### Given exercise a
Please read the interview below and state how many producers Shakeela had to return advances to.

### Passage shown
__________________________________________________

Filmmaker Indrajit Lankesh’s new release is the Shakeela biopic, which traces the adult actor’s rise to superstardom from humble beginnings, and subsequent fall after she was banned in the Malayalam film industry. In an interview with Hindustan Times, he said that it has a ‘strong message about the hypocritical society we live in’ and gender imbalance.
What about Shakeela’s journey inspired you to make a film on her?
Shakeela has given superhits and she is a superstar in Malayalam cinema but her life as an actor and her experiences… After starring in 250-odd films and achieving superstardom, going and living in the same one-room house where she was born in a minority community, very poor background, and living a hand-to-mouth life, that was a game-changer for me. That was a story which had to be told – a woman trying to become an actor in a male-dominated industry, seeing success and then being unofficially banned from the industry. She had to return advances to 30 producers because her films were not being censored. When she was a rage, almost all the theatres in Kerala were playing different films of hers at the same time. From that kind of career to living a hand-to-mouth existence and struggling for opportunities… Everyone should know this story, of how hypocritical our society is, and I wanted to tell it on a larger scale and to a bigger audience.
You have personally known Shakeela for many years and even launched her in Kannada cinema. How do you put your personal equation aside and ensure that the film does not become a hagiography?

__________________________________________________

### Given exercise b
Report each line in the rows below that contains the word "Kindly".

Outline annotations of objects:
__________________________________________________

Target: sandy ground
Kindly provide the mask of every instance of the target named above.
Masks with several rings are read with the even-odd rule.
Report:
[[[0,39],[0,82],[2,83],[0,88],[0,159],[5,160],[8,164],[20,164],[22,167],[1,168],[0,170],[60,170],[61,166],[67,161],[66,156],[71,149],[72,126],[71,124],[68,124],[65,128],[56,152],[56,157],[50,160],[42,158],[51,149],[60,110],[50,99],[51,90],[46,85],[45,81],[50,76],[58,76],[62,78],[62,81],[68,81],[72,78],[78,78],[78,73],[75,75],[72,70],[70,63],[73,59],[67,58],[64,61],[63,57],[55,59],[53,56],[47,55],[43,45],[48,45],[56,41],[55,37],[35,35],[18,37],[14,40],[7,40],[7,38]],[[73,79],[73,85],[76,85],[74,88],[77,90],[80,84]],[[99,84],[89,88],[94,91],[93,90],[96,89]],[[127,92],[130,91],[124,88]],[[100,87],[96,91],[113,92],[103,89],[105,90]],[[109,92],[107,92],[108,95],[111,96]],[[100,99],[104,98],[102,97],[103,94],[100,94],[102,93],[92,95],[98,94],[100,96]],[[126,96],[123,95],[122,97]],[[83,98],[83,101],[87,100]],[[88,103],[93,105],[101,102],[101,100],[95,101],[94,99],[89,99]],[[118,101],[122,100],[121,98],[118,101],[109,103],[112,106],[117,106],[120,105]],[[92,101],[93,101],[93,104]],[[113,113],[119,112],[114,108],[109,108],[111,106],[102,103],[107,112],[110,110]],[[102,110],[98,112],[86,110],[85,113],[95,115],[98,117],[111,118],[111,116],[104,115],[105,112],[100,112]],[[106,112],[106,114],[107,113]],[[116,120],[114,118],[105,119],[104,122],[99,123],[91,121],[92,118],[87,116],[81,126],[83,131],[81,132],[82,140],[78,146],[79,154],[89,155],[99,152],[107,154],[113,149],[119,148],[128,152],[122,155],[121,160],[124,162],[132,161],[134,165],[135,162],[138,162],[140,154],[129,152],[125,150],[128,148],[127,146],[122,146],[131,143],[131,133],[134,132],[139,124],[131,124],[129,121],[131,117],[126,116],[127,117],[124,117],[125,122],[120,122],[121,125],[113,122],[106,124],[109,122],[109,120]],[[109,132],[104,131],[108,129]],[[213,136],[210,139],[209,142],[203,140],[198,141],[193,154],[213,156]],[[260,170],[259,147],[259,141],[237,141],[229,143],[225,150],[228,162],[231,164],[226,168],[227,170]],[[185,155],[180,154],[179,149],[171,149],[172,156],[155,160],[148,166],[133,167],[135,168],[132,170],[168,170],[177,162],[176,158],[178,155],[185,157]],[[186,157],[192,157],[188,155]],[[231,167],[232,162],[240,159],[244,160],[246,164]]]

__________________________________________________

### Output a
30 producers.

### Output b
Kindly provide the mask of every instance of the target named above.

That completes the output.